DESCRIPTION OF THE TASK
Could you copy out, word for word, the stretch of lines from the one containing "Note to the class: find the rock with" through the last line, leaving the pictures out?

[Dataset rows]
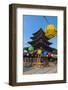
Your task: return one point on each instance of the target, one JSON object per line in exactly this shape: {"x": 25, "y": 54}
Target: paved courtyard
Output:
{"x": 52, "y": 68}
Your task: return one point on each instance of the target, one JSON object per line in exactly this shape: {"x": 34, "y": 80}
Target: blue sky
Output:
{"x": 32, "y": 24}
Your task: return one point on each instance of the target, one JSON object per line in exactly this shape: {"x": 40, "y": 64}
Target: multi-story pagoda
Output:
{"x": 39, "y": 40}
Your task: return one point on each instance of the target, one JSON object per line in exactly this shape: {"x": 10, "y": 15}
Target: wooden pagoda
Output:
{"x": 40, "y": 41}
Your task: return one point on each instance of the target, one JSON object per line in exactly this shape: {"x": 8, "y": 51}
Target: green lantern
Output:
{"x": 31, "y": 49}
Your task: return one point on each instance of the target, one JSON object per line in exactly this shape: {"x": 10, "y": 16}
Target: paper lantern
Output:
{"x": 30, "y": 49}
{"x": 39, "y": 52}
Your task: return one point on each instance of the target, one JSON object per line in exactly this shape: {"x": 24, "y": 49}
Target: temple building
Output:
{"x": 39, "y": 41}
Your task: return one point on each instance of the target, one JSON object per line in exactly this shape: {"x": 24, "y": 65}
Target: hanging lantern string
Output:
{"x": 46, "y": 19}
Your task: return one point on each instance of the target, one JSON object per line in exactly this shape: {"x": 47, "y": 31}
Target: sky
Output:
{"x": 32, "y": 24}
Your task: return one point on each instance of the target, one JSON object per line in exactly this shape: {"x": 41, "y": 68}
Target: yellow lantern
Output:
{"x": 50, "y": 31}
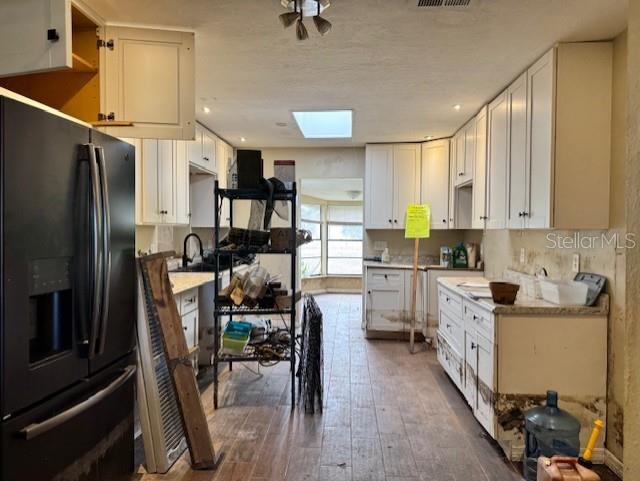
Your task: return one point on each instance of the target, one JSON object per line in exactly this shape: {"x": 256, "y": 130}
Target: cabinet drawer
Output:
{"x": 188, "y": 301}
{"x": 478, "y": 318}
{"x": 385, "y": 278}
{"x": 189, "y": 325}
{"x": 452, "y": 330}
{"x": 450, "y": 302}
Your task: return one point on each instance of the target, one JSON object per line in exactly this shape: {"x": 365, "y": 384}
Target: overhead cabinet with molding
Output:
{"x": 130, "y": 82}
{"x": 162, "y": 182}
{"x": 434, "y": 185}
{"x": 392, "y": 181}
{"x": 549, "y": 150}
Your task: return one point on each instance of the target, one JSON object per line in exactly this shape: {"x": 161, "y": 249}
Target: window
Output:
{"x": 311, "y": 253}
{"x": 344, "y": 240}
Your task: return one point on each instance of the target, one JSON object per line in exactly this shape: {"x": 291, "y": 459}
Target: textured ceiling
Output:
{"x": 333, "y": 189}
{"x": 399, "y": 67}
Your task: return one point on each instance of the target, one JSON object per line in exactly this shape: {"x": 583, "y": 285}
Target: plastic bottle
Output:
{"x": 549, "y": 431}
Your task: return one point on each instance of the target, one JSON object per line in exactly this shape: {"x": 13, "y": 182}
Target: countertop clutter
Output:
{"x": 477, "y": 288}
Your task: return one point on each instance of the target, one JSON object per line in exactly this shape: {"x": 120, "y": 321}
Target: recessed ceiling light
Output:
{"x": 326, "y": 124}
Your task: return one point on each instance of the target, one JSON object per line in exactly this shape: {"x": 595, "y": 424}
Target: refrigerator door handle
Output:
{"x": 96, "y": 247}
{"x": 106, "y": 248}
{"x": 36, "y": 429}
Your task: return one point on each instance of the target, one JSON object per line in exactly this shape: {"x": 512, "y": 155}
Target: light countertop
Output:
{"x": 183, "y": 281}
{"x": 523, "y": 305}
{"x": 422, "y": 267}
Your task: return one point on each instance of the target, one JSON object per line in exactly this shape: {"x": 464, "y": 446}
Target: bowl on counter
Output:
{"x": 504, "y": 292}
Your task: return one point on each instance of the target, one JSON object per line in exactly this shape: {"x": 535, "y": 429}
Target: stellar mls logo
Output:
{"x": 582, "y": 241}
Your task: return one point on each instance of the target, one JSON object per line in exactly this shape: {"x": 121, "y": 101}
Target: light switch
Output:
{"x": 575, "y": 265}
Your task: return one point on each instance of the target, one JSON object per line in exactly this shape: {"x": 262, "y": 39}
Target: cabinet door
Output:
{"x": 435, "y": 181}
{"x": 150, "y": 182}
{"x": 498, "y": 136}
{"x": 469, "y": 380}
{"x": 460, "y": 152}
{"x": 385, "y": 309}
{"x": 209, "y": 153}
{"x": 453, "y": 176}
{"x": 149, "y": 80}
{"x": 195, "y": 147}
{"x": 486, "y": 385}
{"x": 24, "y": 47}
{"x": 167, "y": 167}
{"x": 378, "y": 195}
{"x": 541, "y": 101}
{"x": 469, "y": 149}
{"x": 479, "y": 210}
{"x": 517, "y": 100}
{"x": 406, "y": 180}
{"x": 224, "y": 158}
{"x": 182, "y": 183}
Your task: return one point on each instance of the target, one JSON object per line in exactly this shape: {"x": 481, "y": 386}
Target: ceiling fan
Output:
{"x": 298, "y": 9}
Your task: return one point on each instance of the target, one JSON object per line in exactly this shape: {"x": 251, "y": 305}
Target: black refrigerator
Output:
{"x": 67, "y": 299}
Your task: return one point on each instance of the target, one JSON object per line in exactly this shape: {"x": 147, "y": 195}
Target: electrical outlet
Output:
{"x": 575, "y": 264}
{"x": 379, "y": 245}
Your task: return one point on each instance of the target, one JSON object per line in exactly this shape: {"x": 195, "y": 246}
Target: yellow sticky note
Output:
{"x": 417, "y": 221}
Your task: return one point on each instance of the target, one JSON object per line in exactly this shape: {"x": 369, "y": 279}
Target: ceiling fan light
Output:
{"x": 287, "y": 19}
{"x": 301, "y": 30}
{"x": 322, "y": 24}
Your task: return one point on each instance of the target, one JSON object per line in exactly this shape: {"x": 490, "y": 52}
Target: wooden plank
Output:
{"x": 162, "y": 304}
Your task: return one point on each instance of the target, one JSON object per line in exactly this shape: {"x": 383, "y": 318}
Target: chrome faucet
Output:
{"x": 185, "y": 257}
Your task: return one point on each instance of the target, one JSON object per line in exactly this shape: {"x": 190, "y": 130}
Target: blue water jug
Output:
{"x": 549, "y": 431}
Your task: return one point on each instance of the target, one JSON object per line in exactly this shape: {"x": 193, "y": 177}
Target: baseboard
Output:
{"x": 613, "y": 463}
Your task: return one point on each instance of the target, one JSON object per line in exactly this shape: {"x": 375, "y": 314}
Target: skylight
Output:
{"x": 330, "y": 124}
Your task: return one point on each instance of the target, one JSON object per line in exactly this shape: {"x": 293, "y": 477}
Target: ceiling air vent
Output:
{"x": 443, "y": 3}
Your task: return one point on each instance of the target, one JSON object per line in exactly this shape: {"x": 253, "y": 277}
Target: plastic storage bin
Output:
{"x": 564, "y": 292}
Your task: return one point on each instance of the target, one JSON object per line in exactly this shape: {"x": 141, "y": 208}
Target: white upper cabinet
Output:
{"x": 406, "y": 180}
{"x": 163, "y": 185}
{"x": 392, "y": 181}
{"x": 150, "y": 81}
{"x": 378, "y": 194}
{"x": 129, "y": 82}
{"x": 517, "y": 99}
{"x": 479, "y": 207}
{"x": 540, "y": 86}
{"x": 24, "y": 21}
{"x": 435, "y": 181}
{"x": 497, "y": 158}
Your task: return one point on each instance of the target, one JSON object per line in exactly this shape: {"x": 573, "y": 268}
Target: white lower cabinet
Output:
{"x": 187, "y": 304}
{"x": 387, "y": 299}
{"x": 503, "y": 361}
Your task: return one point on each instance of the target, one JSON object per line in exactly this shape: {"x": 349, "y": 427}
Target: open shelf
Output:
{"x": 255, "y": 194}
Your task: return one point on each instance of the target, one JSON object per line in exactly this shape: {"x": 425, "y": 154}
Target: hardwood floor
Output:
{"x": 389, "y": 416}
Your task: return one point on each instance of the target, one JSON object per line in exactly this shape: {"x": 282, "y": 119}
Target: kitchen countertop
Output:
{"x": 183, "y": 281}
{"x": 422, "y": 267}
{"x": 524, "y": 305}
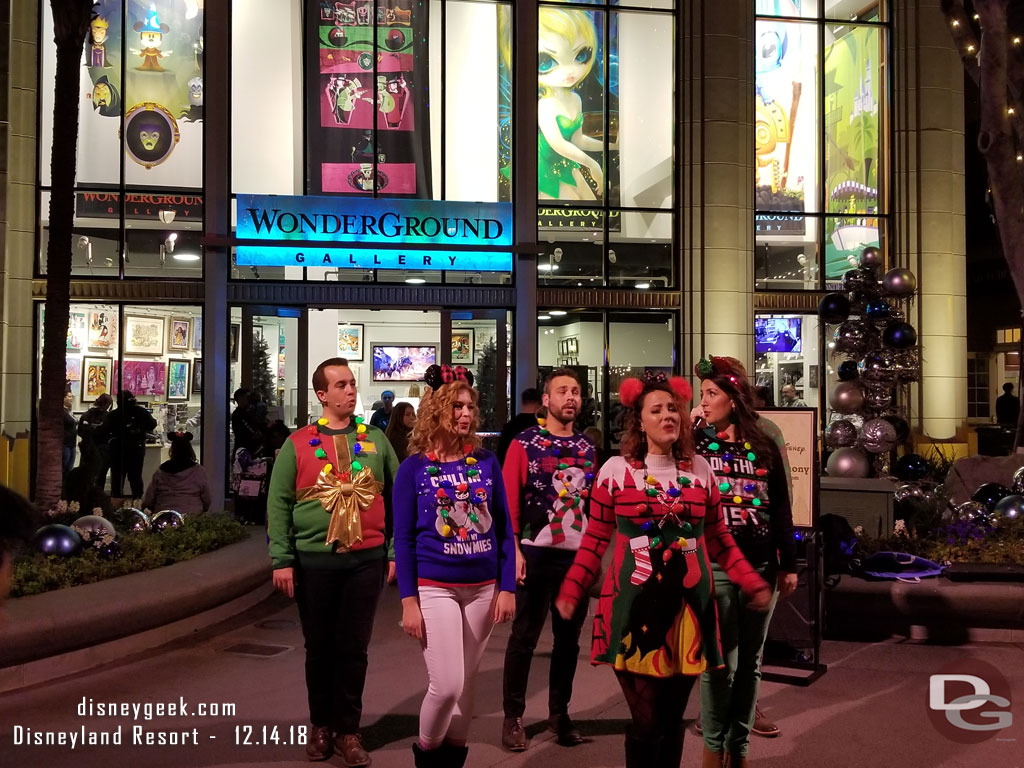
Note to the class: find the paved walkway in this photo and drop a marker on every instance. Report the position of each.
(868, 710)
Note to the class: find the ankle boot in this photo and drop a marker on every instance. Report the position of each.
(672, 748)
(642, 753)
(428, 758)
(452, 756)
(711, 759)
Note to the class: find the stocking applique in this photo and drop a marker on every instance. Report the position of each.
(688, 549)
(641, 555)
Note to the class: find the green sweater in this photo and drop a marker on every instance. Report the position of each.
(297, 530)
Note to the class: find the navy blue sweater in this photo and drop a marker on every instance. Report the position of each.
(436, 540)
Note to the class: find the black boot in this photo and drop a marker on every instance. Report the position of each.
(453, 757)
(642, 753)
(429, 758)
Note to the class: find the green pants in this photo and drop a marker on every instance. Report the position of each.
(729, 695)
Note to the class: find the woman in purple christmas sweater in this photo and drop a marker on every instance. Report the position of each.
(455, 556)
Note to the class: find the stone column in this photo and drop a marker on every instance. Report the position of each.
(18, 25)
(718, 180)
(929, 208)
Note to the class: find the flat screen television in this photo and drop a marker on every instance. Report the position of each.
(402, 364)
(777, 335)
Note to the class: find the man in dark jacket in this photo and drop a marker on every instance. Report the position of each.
(127, 427)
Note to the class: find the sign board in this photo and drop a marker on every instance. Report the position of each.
(799, 427)
(385, 232)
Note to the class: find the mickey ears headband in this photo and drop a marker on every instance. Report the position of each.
(631, 389)
(437, 376)
(710, 367)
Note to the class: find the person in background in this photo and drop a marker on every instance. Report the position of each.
(756, 507)
(763, 397)
(71, 435)
(245, 434)
(548, 472)
(127, 426)
(329, 500)
(455, 555)
(95, 454)
(180, 482)
(17, 519)
(382, 416)
(526, 418)
(1008, 407)
(399, 428)
(597, 437)
(790, 398)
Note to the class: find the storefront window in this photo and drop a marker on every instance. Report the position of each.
(155, 352)
(821, 148)
(786, 359)
(604, 348)
(140, 126)
(605, 143)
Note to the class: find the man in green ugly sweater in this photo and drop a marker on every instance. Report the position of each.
(326, 520)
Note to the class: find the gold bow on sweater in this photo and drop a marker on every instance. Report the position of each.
(344, 500)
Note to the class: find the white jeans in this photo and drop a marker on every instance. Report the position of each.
(458, 622)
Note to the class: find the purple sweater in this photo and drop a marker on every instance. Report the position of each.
(452, 549)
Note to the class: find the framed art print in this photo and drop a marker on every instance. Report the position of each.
(463, 345)
(350, 340)
(143, 335)
(102, 330)
(178, 379)
(232, 342)
(197, 376)
(180, 331)
(95, 377)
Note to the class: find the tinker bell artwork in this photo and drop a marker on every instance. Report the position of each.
(578, 104)
(366, 99)
(159, 47)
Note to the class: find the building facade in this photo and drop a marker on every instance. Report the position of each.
(681, 179)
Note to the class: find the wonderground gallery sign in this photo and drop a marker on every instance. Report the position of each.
(374, 233)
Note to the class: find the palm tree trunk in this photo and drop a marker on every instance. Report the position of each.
(71, 24)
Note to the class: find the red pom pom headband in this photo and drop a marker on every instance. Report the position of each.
(631, 389)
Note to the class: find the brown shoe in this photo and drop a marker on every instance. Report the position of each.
(711, 759)
(763, 726)
(565, 731)
(320, 747)
(349, 745)
(513, 735)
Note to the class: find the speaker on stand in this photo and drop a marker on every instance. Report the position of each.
(793, 648)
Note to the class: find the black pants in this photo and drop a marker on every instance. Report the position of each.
(337, 607)
(127, 461)
(546, 569)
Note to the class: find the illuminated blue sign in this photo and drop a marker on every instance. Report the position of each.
(385, 222)
(372, 258)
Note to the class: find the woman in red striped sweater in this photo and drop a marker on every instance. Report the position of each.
(656, 623)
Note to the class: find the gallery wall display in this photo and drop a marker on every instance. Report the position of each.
(350, 338)
(180, 329)
(143, 335)
(102, 330)
(367, 98)
(463, 345)
(95, 377)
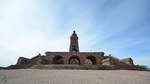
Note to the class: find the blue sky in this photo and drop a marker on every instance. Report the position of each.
(117, 27)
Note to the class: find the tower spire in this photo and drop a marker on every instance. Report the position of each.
(74, 47)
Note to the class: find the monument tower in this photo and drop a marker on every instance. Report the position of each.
(74, 47)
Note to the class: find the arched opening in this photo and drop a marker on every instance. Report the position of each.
(58, 60)
(91, 59)
(74, 60)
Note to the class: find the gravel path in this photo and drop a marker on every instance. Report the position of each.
(37, 76)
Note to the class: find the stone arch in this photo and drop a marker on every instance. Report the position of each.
(74, 60)
(91, 59)
(58, 60)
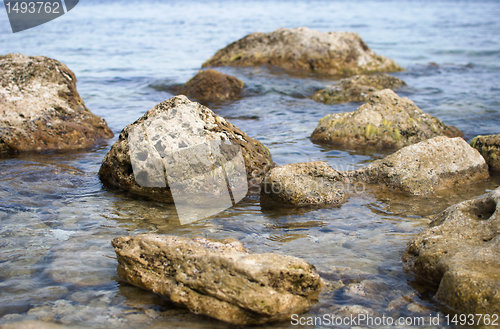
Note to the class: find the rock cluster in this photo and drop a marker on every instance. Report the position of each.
(302, 50)
(174, 139)
(489, 147)
(305, 184)
(386, 120)
(424, 167)
(461, 252)
(211, 86)
(219, 278)
(357, 88)
(40, 108)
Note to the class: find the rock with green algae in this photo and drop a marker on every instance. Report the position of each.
(425, 167)
(175, 138)
(460, 251)
(489, 147)
(219, 278)
(302, 50)
(211, 86)
(40, 108)
(305, 184)
(385, 121)
(357, 88)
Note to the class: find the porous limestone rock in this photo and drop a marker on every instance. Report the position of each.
(218, 278)
(461, 252)
(305, 184)
(40, 108)
(489, 147)
(386, 120)
(357, 88)
(422, 168)
(179, 139)
(212, 86)
(302, 50)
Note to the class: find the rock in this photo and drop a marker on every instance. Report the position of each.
(219, 278)
(461, 252)
(32, 325)
(181, 136)
(489, 147)
(305, 184)
(386, 120)
(422, 168)
(40, 108)
(301, 50)
(212, 86)
(357, 88)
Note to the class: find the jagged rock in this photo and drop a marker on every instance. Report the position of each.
(386, 120)
(302, 50)
(219, 278)
(305, 184)
(212, 86)
(180, 139)
(424, 167)
(489, 147)
(357, 88)
(40, 108)
(461, 252)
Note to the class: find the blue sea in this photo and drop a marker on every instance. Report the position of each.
(57, 219)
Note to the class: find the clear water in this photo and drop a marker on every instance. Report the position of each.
(57, 220)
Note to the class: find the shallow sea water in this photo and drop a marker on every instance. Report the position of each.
(57, 220)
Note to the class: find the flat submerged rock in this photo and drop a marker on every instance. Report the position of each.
(219, 278)
(302, 50)
(211, 86)
(40, 108)
(461, 252)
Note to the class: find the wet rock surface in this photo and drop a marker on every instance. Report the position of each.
(305, 184)
(489, 147)
(40, 108)
(386, 120)
(211, 86)
(357, 88)
(219, 278)
(179, 141)
(422, 168)
(461, 252)
(302, 50)
(33, 325)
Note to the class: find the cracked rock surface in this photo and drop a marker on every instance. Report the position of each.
(460, 251)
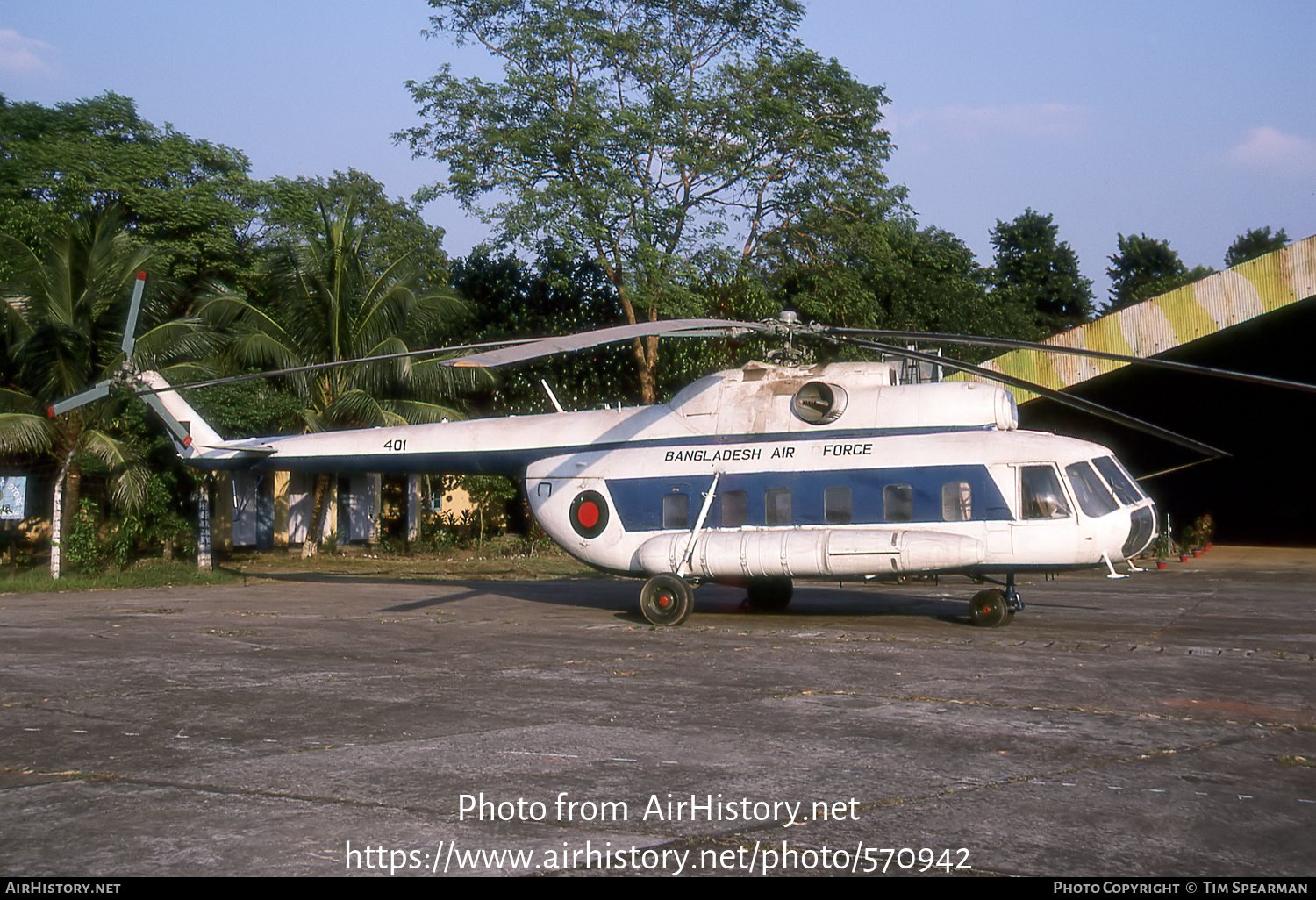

CORRECT OUTPUT
Note to the class: find the rock with green algae in this photo and drop a marker on every instance. Report the position of each.
(425, 167)
(175, 138)
(460, 251)
(489, 147)
(219, 278)
(302, 50)
(211, 86)
(40, 108)
(305, 184)
(385, 121)
(357, 88)
Note to the class: find the porous limestone rock in this photo and drop a marker on every instance. Report the position of each.
(218, 278)
(461, 252)
(305, 184)
(40, 108)
(489, 147)
(386, 120)
(357, 88)
(422, 168)
(179, 139)
(212, 86)
(302, 50)
Note to the class: find the rock in this photo and drop a marker on every instance. Report the position of each.
(219, 278)
(461, 252)
(32, 325)
(181, 136)
(489, 147)
(305, 184)
(386, 120)
(422, 168)
(40, 108)
(301, 50)
(212, 86)
(357, 88)
Note to the class: find the jagged rock in this photo and drop a marker on every instance. Report the position of each.
(386, 120)
(302, 50)
(219, 278)
(305, 184)
(212, 86)
(180, 139)
(424, 167)
(489, 147)
(357, 88)
(40, 108)
(461, 252)
Note to the class: find the blue sea in this photo and drop a marker on every instance. Report the position of each.
(57, 219)
Note to the class: find the clear water in this photo and drop a marker on every instance. Report the position of each.
(57, 220)
Note to the class: find the shallow sea water in this photo and drop a marker on every instance. Report the position of each.
(57, 220)
Note to the class: find the flat submerged rock in this photo and drop a marker on every instance. Report the position of each.
(219, 278)
(302, 50)
(211, 86)
(40, 108)
(461, 252)
Note to the class: find the wet rock surface in this photo and drop a marker on every instance. Report the position of each.
(305, 184)
(489, 147)
(40, 108)
(386, 120)
(211, 86)
(357, 88)
(219, 278)
(179, 141)
(422, 168)
(461, 252)
(302, 50)
(33, 325)
Note to the class: find the cracked rock surface in this photo and drop a marker on every instance. Report the position of each.
(460, 251)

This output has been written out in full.